→ **Exercise aim**:
Continue the commentary below on the Conservative Party, the NDP, and working-class voters in Canada, picking up after its final line, the "Luxury Beliefs" heading. The rows that come after the commentary are not part of this task.

→ **Source excerpt**:
When Pierre Poilievre, Canada's Conservative Party Prime Minister in waiting, rushed to a photo-op with the anti-mandate "Freedom Convoy" as it headed to Ottawa, I thought he had kissed his political career good-bye. The convoy managed to arouse a great deal of both public antipathy and fractious support, but the Conservative politician's public embrace of a prima facie working-class protest seemed contradictory if not hypocritical. Nonetheless, I remained mindful of Steve Bannon's claim that the Bernie Sanders constituency and the Donald Trump constituency were the same working and lower middle-class voters. Even David Graeber, a card-carrying member of the left if there ever was one, writes:
Ultimately, the more liberal members of this professional-managerial elite became the social base for what came to pass as “left-wing” political parties, as actual working-class organizations like trade unions were cast into the wilderness (The Utopia of Rules p. 20).
Consequently:
The actual working class, who bore a traditional loathing for such characters, either dropped out of politics entirely, or were increasingly reduced to casting protest votes for the radical Right (The Utopia of Rules p. 21).
Left-wing in Canada
When I was working on a local NDP campaign (New Democratic Party; i.e., what passes for "left wing" in Canada), I was struck to learn that our greatest support (number of votes) came from the most upper-crust neighbourhood in the riding. It made sense to me that "enlightened" professionals would vote for the left, for equality and social justice but, at the same time, it seemed the party whose raison d'être was to represent the working class was abandoning and/or being abandoned by that cohort of voters.
"Luxury Beliefs"

→ **Record excerpts**:
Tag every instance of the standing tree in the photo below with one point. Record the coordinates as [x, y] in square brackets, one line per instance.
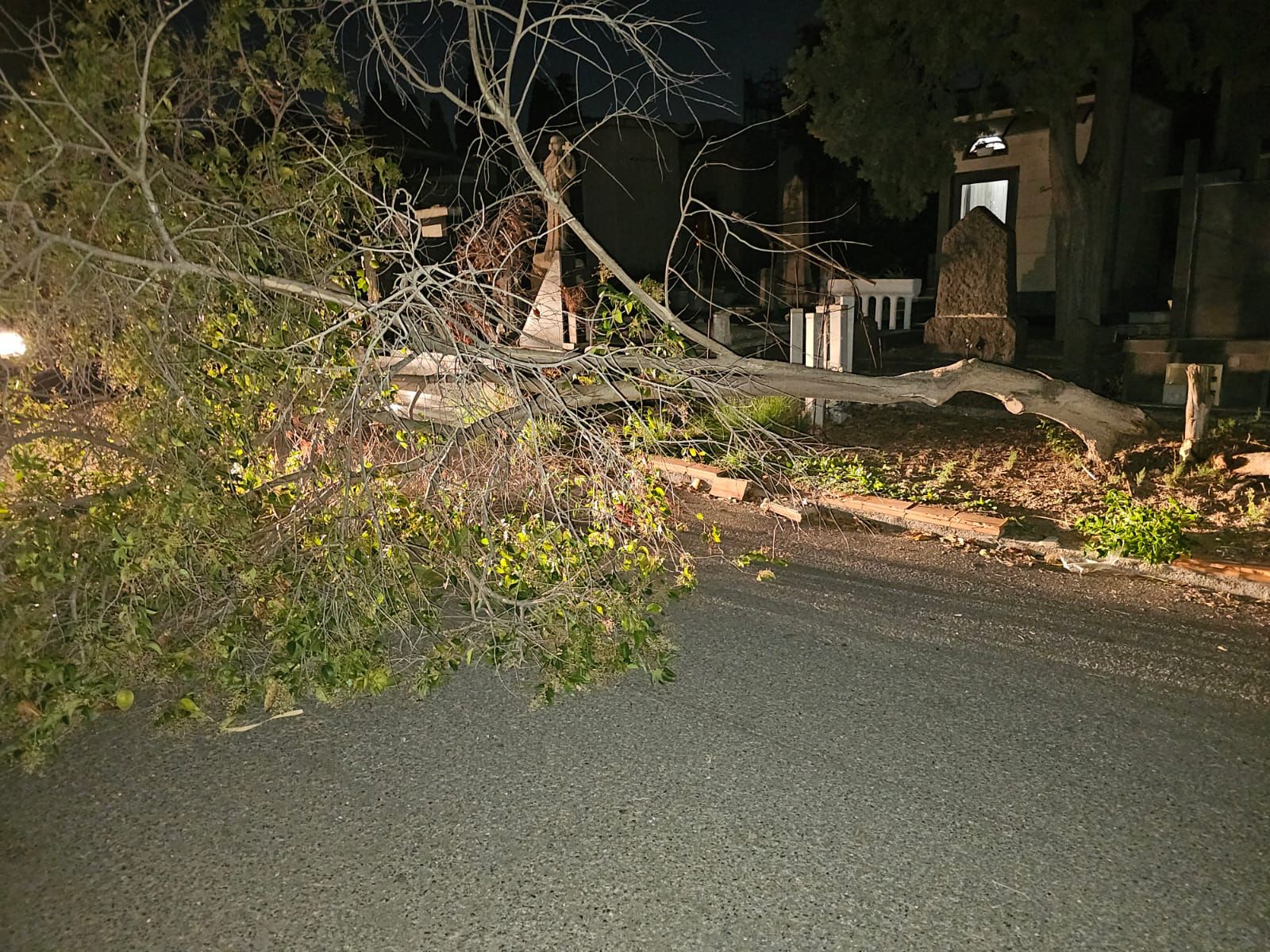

---

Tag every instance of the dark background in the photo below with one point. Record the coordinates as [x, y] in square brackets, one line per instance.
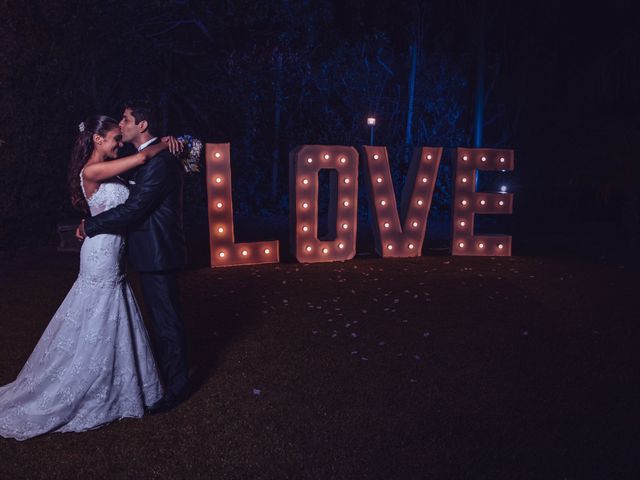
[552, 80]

→ **The reply**:
Rob Henderson (another Tara Henley guest) coined the expression "luxury beliefs" meaning "ideas and opinions that confer status on the upper class, while often inflicting costs on the lower classes." Henderson surmises that upper-class elites while enjoying wealth and status also want to signal that they are "sophisticated member[s] of the educated class." As an example he cites a conversation with a middle-class classmate who was raised in a stable home and planned to marry herself but claimed that "monogamy and marriage are outdated [....] oppressive patriarchal institutions.”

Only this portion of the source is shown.